» Exercise goal
Print out every record exactly as it appears.

» Supplied records

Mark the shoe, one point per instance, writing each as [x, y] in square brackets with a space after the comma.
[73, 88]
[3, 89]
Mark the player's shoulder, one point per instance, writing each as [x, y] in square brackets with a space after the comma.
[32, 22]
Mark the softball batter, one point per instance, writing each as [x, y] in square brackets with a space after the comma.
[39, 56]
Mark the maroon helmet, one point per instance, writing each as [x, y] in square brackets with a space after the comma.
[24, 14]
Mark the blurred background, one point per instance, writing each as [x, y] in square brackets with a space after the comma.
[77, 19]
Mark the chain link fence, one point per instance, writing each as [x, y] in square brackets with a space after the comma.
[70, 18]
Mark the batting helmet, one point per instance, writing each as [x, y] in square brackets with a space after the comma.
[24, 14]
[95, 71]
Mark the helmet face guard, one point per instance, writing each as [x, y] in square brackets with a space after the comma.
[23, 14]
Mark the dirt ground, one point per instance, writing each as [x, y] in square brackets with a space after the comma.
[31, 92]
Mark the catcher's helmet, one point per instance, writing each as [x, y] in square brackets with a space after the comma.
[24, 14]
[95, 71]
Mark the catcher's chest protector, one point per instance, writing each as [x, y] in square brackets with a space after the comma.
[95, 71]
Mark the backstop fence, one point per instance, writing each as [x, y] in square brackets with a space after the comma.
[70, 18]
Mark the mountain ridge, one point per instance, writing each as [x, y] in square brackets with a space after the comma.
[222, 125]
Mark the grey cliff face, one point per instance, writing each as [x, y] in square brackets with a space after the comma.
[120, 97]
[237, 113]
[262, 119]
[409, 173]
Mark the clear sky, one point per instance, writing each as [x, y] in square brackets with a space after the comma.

» Response for this exercise
Mark the shoe, one point per instance, writing each as [x, y] in square brackets with a space after the comma.
[73, 88]
[3, 89]
Mark the player's shoulder, one point per instance, writing each as [x, y] in square brackets with a space after the comma.
[32, 22]
Mark the softball batter, one point per instance, writing each as [x, y] in square brackets with a space after the comma.
[39, 56]
Mark the maroon helmet, one point per instance, writing each as [x, y] in square brackets with a space after the comma.
[24, 14]
Mark the blurred background, one point per instance, writing each as [x, y] in square brackets with a space after the comma.
[77, 19]
Mark the chain link fence, one point per instance, writing each as [x, y] in square brackets with a space after the comma.
[70, 18]
Mark the batting helmet, one point per instance, writing each as [x, y] in square brackets with a space after the comma.
[24, 14]
[95, 71]
Mark the helmet face guard, one point per instance, writing each as [x, y] in square brackets with a space after the comma.
[23, 14]
Mark the dirt ground, one point per instance, writing each as [x, y] in square brackets with a space after the comma.
[31, 92]
Mark the catcher's helmet, one point per instance, writing each as [x, y] in square brackets with a space after the comma.
[24, 14]
[95, 71]
Mark the catcher's chest protector, one point per instance, writing each as [x, y] in square brackets with a space after the comma.
[95, 71]
Mark the backstop fence, one point per instance, writing each as [x, y] in square brackets with a space after the comma.
[70, 18]
Mark the mountain ridge, one point per instance, writing each as [x, y] in square brackets with a space after the comma.
[222, 125]
Mark the grey cliff face, one point per instance, writing each as [x, y] in square brackets with a space after the comma.
[120, 97]
[237, 113]
[262, 119]
[409, 173]
Mark the clear sky, one point per instance, writing each as [x, y] in square brackets with a space after the comma.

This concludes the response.